EXERCISE PASSAGE –
[Start of Attachment]
Morbilliform Rashes

CHAPTER 139


Morbilliform Rashes


Houmin Li, MD, PhD; Delphine J. Lee, MD, PhD, FAAD; and Ki-Young Yoo, MD



CASE STUDY


A 10-month-old girl is brought to the clinic with a history of rhinorrhea, cough, and fever for 3 days prior to the onset of a confluent, erythematous rash. The rash started on her face. She has been irritable, and her eyes are red and teary. Her immunizations include 3 sets of diph-theria, tetanus, and acellular pertussis; polio; rotavirus; Haemophilus influenzae type b; conjugated pneumococcal; and hepatitis B vaccines. No one at home is ill. The girl was seen in the emergency department 2 weeks earlier because she caught her finger in a car door. On physical examination, the girl’s temperature is 39°C (102.2°F). A confluent eruption of erythematous macules and papules is evident on the face, trunk, and extremities. Rhinorrhea and conjunctivitis are also present.


Questions


1. What are the common causes of febrile maculopapular or morbilliform rashes in children?


2. What features help the differential diagnosis of morbilliform rashes?


3. How does a child’s nutritional status affect the child’s reaction to certain exanthem-inducing viruses?


4. What are the public health considerations concerning viral exanthems in children?
[End of Attachment]
REQUIRED WORK –
1: Translate this sentence from the morbilliform rash case study into Spanish: "The rash started on her face."
2: In the morbilliform rash case study, what was the girl's temperature on physical examination?
3: Please carry on the morbilliform rash case study from the point where it stops.
The lines after this point come from a different source.

SUPPLIED RECORDS –
[Start of Attachment]
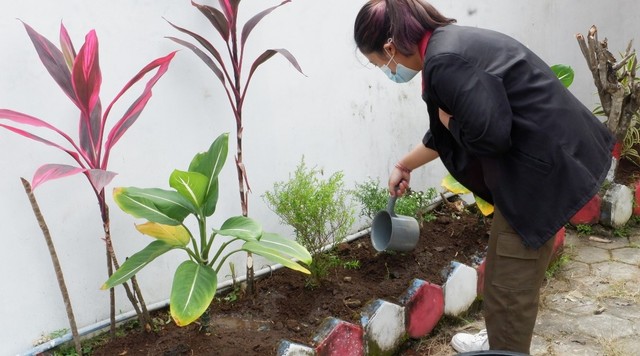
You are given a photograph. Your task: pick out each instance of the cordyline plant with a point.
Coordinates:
(230, 73)
(196, 193)
(79, 76)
[End of Attachment]
ANSWERS FOR THE EXERCISE –
1: La erupción comenzó en la cara.

2: 39°C (102.2°F).

3:
Exanthems are skin findings resulting from an underlying disease, most often caused by a viral infection, although in a few cases, they may be due to bacteria or other rare pathogens. In children, these exanthems are most commonly macular, papular, or mixed. The rash of measles is described as morbilliform, and this adjective is used to describe similar-appearing eruptions of macules and papules. Frequently, these rashes present in conjunction with fever, and additional nonspecific symptoms include myalgia, rhinorrhea, conjunctivitis, headache, gastrointestinal (GI) symptoms, and lymphadenopathy. Rarely, other internal organs, such as the liver, spleen, lung, heart, and central nervous system (CNS), are also damaged in serious cases. The exanthems of various underlying pathogens can also be seasonal and have unique presentations. Although many of the common childhood illnesses of the past are now prevented by immunizations, not all segments of the population are adequately immunized. In addition, some children are not eligible for immunization because of their young age. Allergic reactions to medications, particularly antibiotics, may also result in similar eruptions and can be accompanied by symptoms of low-grade fever and pruritus. Differentiating viral exanthems from allergic reactions may be difficult in febrile children who have been empirically started on antimicrobial agents.


Epidemiology


In most children, viruses that cause exanthems produce mild disease without significant morbidity or long-term sequelae. Of greater concern to the public health is the risk of potential spread through the population. Morbilliform eruptions are a common presenting symptom, particularly in certain age groups and at certain times of the year.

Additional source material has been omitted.